How many lines in the entries below contain the string "bundle"? Matching is case-sensitive, so give only the count.

# Start of DATA EXCERPTS

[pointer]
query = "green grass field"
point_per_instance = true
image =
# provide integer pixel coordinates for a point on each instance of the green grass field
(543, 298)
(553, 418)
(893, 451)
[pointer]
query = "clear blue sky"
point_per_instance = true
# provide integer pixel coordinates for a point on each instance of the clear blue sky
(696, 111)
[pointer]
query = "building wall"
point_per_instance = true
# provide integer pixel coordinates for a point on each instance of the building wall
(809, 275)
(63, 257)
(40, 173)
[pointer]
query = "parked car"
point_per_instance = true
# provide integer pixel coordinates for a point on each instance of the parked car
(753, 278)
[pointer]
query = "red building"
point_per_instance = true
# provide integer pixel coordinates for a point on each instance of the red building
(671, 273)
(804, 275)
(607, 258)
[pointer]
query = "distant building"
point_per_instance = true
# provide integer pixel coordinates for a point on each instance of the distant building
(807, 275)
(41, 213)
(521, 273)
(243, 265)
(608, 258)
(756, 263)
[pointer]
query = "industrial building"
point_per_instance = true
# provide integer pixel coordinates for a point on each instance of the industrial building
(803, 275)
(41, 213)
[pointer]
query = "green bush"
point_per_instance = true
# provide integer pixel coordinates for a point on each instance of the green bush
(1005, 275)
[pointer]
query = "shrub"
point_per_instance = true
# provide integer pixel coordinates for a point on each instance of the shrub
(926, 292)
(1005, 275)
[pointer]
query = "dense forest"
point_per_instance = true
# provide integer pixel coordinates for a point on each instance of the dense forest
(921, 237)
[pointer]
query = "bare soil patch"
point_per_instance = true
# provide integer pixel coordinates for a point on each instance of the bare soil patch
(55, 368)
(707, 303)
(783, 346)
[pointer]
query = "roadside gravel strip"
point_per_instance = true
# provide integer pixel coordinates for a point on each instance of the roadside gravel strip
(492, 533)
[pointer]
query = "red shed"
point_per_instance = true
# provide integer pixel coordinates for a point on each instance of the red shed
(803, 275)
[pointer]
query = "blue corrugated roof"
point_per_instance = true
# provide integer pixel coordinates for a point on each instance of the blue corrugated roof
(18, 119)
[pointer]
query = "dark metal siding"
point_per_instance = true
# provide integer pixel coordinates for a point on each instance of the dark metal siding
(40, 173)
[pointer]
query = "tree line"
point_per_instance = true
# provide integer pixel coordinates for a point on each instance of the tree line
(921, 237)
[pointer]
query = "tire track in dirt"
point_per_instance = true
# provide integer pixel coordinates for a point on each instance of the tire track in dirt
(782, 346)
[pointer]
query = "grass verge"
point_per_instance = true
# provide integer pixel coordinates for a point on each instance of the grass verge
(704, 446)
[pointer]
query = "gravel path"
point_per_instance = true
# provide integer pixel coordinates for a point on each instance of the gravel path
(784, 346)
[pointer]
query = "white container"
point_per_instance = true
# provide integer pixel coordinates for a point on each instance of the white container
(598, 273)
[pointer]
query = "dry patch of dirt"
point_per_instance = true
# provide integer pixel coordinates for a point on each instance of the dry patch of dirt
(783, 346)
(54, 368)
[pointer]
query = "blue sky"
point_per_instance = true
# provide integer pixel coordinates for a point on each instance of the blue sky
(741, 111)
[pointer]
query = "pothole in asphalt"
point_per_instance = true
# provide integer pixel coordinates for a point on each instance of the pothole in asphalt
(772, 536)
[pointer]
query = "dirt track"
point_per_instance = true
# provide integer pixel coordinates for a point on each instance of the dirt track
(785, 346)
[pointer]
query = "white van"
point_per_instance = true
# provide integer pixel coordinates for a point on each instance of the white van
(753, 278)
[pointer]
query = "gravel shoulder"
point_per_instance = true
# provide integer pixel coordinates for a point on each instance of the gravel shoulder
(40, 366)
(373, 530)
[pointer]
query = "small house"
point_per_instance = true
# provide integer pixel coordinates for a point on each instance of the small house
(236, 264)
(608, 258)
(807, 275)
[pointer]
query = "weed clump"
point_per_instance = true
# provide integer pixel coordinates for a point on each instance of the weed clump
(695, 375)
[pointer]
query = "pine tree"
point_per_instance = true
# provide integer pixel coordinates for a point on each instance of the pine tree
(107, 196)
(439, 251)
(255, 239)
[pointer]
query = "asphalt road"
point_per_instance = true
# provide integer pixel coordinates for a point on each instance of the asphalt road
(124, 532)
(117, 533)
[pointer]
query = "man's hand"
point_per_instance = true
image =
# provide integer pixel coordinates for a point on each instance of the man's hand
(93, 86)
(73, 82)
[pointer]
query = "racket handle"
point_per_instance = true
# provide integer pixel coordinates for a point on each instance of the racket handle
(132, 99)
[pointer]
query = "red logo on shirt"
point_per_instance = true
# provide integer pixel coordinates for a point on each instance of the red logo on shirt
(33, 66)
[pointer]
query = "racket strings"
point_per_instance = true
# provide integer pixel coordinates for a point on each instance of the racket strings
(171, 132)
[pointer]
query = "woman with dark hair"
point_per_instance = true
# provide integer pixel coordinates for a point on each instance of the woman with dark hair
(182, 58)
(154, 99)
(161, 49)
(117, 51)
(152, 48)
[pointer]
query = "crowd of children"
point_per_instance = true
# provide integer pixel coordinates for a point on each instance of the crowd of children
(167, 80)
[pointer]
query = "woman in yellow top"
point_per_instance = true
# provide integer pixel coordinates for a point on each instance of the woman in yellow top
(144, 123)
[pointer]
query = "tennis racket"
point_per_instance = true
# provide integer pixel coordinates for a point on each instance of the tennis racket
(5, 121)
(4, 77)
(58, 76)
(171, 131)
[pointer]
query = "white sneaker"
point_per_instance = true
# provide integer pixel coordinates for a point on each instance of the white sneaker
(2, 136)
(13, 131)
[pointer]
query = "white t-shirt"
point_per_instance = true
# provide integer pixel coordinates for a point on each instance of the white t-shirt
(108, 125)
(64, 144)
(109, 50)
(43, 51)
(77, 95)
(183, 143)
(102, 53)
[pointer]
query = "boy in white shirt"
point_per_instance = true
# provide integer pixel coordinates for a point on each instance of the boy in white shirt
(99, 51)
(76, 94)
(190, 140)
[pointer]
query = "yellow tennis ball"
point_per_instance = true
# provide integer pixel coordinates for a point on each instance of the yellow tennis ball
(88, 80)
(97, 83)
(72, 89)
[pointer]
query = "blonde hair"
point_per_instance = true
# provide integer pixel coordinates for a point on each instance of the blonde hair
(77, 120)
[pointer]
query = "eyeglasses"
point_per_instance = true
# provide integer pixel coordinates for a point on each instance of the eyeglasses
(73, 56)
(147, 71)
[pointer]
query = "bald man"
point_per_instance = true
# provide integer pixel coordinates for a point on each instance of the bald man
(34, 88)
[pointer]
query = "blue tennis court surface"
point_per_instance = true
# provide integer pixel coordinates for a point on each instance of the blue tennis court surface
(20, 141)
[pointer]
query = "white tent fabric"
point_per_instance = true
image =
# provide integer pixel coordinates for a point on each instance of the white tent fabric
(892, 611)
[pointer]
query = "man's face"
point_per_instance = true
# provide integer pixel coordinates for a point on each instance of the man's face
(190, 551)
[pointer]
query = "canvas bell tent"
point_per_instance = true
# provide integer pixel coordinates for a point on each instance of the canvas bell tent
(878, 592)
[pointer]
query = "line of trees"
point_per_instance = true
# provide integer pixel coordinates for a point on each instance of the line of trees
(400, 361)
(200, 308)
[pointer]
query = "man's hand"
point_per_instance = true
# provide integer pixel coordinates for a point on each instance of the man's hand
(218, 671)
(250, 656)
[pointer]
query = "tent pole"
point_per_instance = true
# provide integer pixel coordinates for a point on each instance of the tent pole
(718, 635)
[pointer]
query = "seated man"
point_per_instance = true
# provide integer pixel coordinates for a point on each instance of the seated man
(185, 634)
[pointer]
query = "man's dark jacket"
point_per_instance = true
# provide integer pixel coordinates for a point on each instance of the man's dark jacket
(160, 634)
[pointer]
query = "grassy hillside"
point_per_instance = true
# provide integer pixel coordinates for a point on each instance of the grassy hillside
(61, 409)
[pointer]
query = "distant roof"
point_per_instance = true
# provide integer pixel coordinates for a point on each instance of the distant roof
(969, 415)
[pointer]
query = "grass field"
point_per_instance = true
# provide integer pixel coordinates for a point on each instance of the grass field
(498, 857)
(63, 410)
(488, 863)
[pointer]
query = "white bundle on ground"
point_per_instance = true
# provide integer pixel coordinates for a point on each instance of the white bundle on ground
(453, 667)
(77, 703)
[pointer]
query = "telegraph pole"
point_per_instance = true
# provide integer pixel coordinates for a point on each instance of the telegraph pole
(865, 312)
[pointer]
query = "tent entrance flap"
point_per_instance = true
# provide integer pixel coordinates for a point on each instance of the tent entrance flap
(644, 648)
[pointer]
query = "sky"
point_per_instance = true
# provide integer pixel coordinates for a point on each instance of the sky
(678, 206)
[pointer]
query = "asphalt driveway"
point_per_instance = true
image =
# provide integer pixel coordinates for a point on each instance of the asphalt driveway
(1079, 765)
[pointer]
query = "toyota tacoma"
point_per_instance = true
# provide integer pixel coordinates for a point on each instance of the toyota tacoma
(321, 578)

# End of DATA EXCERPTS

EXERCISE RESULT >>
2